Records drawn from a dataset:

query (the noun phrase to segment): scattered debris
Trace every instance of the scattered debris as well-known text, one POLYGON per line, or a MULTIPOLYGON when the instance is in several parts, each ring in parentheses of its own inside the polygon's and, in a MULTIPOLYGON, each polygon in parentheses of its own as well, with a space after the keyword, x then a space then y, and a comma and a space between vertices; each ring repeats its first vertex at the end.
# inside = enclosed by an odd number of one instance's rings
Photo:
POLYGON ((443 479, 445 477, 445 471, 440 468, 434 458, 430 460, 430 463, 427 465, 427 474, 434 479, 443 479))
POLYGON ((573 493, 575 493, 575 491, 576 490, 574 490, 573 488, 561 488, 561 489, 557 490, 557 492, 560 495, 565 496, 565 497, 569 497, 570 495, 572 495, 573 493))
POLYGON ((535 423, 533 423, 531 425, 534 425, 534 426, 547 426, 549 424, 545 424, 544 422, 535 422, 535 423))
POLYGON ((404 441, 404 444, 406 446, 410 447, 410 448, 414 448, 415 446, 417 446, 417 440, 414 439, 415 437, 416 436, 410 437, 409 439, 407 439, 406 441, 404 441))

Task details:
Counting only the lines that include "inside", state how many there are in the entries, and nothing else.

Expected answer:
2